Can you rewrite every line below from the line with "--target=front bumper --vertices=whole-pixels" to the line with "[[[14,83],[0,83],[0,108],[38,101],[48,86],[23,87]]]", both included, adding 92 to each polygon vertex coordinate in the masks and leaving all other text as it stands?

======== Material for the task

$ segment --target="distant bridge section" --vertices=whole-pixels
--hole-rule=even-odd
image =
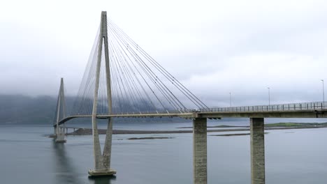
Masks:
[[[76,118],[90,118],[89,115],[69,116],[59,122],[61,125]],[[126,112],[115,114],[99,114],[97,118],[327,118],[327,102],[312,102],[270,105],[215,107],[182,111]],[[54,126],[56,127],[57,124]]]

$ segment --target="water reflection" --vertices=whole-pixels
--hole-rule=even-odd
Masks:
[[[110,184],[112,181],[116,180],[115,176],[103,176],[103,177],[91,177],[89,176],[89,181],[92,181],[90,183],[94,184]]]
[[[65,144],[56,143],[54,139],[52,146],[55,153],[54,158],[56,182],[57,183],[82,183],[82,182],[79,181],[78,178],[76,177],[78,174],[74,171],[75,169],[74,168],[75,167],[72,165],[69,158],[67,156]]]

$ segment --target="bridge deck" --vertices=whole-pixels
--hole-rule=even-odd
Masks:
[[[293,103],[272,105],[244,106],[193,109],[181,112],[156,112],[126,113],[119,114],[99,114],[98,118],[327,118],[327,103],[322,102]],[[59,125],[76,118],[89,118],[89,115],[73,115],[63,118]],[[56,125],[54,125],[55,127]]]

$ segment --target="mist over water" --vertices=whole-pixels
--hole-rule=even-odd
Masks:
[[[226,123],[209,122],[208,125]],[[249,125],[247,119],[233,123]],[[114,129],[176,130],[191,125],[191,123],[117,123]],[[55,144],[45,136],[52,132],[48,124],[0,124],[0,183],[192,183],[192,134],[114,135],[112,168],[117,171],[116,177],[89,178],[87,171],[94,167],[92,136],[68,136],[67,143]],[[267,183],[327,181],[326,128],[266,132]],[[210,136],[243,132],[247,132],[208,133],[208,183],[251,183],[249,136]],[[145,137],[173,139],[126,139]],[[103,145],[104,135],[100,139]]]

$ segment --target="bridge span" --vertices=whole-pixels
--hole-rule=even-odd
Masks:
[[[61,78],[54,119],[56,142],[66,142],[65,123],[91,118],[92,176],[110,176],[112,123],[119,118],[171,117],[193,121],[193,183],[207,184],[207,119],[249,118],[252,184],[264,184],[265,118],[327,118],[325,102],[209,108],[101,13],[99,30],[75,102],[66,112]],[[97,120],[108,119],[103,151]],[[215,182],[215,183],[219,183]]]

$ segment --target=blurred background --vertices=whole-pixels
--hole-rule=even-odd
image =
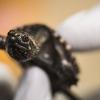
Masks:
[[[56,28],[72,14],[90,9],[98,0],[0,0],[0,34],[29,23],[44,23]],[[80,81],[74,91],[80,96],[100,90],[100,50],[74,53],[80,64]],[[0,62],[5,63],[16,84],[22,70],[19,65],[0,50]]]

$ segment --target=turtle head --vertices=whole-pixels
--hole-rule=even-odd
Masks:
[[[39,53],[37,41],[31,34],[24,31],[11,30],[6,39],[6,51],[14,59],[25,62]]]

================
======== Material for the task

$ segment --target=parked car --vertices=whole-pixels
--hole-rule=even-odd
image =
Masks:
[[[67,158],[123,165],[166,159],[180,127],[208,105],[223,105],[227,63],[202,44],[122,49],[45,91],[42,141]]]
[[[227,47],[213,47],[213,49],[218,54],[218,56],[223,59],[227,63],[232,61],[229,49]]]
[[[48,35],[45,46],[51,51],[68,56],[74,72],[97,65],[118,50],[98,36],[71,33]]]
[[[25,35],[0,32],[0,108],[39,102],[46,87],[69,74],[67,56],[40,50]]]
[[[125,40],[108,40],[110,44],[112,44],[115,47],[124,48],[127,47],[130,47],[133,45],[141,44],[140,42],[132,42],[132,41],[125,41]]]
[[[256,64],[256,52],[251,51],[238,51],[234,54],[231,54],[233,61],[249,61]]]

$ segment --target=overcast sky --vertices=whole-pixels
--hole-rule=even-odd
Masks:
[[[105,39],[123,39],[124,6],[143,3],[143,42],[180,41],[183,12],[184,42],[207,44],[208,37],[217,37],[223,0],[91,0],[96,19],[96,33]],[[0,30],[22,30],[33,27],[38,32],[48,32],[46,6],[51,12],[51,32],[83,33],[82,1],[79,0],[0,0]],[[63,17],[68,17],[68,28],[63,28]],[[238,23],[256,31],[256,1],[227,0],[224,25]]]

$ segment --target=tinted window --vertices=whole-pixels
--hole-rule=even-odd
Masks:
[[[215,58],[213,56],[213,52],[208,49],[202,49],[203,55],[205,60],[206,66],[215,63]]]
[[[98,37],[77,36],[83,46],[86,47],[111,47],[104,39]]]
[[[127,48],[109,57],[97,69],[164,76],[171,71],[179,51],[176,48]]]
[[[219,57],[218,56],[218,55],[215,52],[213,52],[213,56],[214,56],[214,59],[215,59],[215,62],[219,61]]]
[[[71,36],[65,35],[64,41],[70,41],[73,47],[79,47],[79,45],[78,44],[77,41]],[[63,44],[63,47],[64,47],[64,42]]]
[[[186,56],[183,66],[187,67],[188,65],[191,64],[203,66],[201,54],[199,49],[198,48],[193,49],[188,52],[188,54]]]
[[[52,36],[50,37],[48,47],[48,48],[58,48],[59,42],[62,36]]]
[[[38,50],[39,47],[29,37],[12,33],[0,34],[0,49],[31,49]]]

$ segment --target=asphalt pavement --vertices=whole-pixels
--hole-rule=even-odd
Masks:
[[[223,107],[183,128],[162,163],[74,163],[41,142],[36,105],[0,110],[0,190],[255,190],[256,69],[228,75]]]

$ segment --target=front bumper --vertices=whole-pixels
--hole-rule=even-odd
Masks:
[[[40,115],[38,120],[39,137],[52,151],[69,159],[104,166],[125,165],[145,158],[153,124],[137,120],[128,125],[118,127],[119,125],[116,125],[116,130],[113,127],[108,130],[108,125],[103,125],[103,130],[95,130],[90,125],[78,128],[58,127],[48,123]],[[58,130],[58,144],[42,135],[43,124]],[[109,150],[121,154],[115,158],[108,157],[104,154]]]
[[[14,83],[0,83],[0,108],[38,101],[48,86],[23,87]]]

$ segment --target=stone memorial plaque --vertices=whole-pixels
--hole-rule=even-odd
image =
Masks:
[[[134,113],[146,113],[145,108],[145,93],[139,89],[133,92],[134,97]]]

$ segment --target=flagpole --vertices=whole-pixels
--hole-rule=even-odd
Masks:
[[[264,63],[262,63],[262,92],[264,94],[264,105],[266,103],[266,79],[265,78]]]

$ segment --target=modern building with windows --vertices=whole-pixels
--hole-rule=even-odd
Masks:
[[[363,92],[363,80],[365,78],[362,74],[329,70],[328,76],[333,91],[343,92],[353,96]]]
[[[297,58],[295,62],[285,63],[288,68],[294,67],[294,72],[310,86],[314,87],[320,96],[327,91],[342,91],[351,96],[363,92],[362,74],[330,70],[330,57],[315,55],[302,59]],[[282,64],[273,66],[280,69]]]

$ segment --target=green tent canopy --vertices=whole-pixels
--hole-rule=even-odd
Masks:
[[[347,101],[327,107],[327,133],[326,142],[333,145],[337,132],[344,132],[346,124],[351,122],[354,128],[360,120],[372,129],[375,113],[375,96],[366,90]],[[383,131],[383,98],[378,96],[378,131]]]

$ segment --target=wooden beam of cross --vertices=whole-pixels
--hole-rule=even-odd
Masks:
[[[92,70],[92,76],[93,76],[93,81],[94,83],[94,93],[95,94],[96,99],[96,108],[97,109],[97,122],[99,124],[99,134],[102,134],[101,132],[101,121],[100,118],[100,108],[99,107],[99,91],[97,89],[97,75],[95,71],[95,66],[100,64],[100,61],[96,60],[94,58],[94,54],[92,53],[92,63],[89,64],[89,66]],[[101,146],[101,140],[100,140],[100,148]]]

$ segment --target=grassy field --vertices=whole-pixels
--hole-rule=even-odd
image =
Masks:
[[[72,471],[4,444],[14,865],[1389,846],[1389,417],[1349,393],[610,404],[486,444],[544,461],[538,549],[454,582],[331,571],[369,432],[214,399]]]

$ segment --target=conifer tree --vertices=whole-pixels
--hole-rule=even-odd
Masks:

================

### Response
$ segment --target=front bumper --vertices=whole-pixels
--hole-rule=even-odd
Masks:
[[[132,207],[130,212],[131,229],[144,243],[161,251],[196,258],[217,257],[237,250],[245,216],[229,212],[220,217],[210,219],[211,217],[208,217],[208,222],[205,219],[200,222],[200,217],[195,217],[195,222],[187,222],[182,217],[170,220],[150,219],[140,215]],[[150,222],[150,236],[134,227],[135,216]],[[201,242],[213,246],[207,250],[200,249],[196,246]]]
[[[106,175],[92,175],[92,200],[130,193],[140,178],[115,179]]]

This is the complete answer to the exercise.